Замечательные, сами по себе, беседы его с Ставрогиным во II части предназначены раскрыть самые потаенные замыслы его души.
Верховенский глубоко презирает не только народ, но и всех своих сотрудников. Они для него „угрюмые туписты“, они „сволочи“. Он издевается над ничтожностью средств, которыми привлекает он их в свою шайку. „Нет ничего сильнее мундира. Я нарочно выдумываю чины и должности: у меня секретари, тайные соглядатаи, казначеи, председатели, регистраторы, их товарищи; очень нравится и отлично принялось“.
Другая составная часть его рати „чистые мошенники; ну эти, пожалуй, хороший народ“, объясняет развязно Петр Степаныч. Самая же главная сила революции, цемент все связующий, по его словам, — это „стыд собственного мнения“. „Ни одной-то собственной идейки не осталось ни у кого в голове — за стыд почитают“.
Всякий у него в огонь пойдет, „стоит только прикрикнуть, что недостаточно либерален“…
По его признанию, „откровенным правом на бесчестие всего легче русского человека за собой увлечь можно“.
Чтобы влиять в заседаниях тайного общества, нужно только „сочинить физиономию“; „я всегда сочиняю, когда к ним вхожу“, говорит он Ставрогину. „Побольше мрачности, и только, больше ничего не надо; очень нехитрая вещь“.
В другой сцене с Ставрогиным Петр Степаныч еще откровеннее; он прямо объявляет ему и раза три или четыре повторяет, что „я не социалист, а мошенник, ха-ха! Мошенник, мошенник“!
„Мы пустим пьянство, сплетни, донос; мы пустим неслыханный разврат; мы всякого гения потушим в младенчестве; все к одному знаменателю, полное равенство“, — утешает он Ставрогина картиною своего будущего торжества.
Там временами все будут „поедать друг друга, до известной черты, единственно, чтобы не было скучно; скука есть ощущение аристократическое“.
Что этот рай его фантазии возможен, у него и доказательства налицо.

Сохранённые записи
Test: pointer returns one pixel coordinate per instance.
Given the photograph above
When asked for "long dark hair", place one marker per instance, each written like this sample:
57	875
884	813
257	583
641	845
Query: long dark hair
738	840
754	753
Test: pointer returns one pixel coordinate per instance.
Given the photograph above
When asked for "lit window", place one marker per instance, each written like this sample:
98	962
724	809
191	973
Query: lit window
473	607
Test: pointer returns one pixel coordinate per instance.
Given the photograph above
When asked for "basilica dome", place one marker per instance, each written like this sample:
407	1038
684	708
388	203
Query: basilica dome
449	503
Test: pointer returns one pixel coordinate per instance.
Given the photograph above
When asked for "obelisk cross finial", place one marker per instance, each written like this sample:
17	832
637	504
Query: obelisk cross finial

● **Что сделать**
1. Перепишите без изменений часть отрывка о Верховенском: начните с места, где стоят слова «В другой сцене», и остановитесь после слов «и доказательства налицо.».
2. Согласуются ли с отрывком о Верховенском следующие утверждения: (а) Верховенский называет себя социалистом; (б) для влияния в заседаниях тайного общества, по его словам, достаточно «сочинить физиономию»; (в) скуку он называет ощущением демократическим? На каждое ответьте «да» или «нет» и приведите точно решающие слова отрывка.
Записи никак не связаны с отрывком о Верховенском.

● **Ответы к заданиям**
1.
В другой сцене с Ставрогиным Петр Степаныч еще откровеннее; он прямо объявляет ему и раза три или четыре повторяет, что „я не социалист, а мошенник, ха-ха! Мошенник, мошенник“!
„Мы пустим пьянство, сплетни, донос; мы пустим неслыханный разврат; мы всякого гения потушим в младенчестве; все к одному знаменателю, полное равенство“, — утешает он Ставрогина картиною своего будущего торжества.
Там временами все будут „поедать друг друга, до известной черты, единственно, чтобы не было скучно; скука есть ощущение аристократическое“.
Что этот рай его фантазии возможен, у него и доказательства налицо.

2.
(а) Нет: «я не социалист, а мошенник, ха-ха!»
(б) Да: «Чтобы влиять в заседаниях тайного общества, нужно только „сочинить физиономию“».
(в) Нет: «скука есть ощущение аристократическое».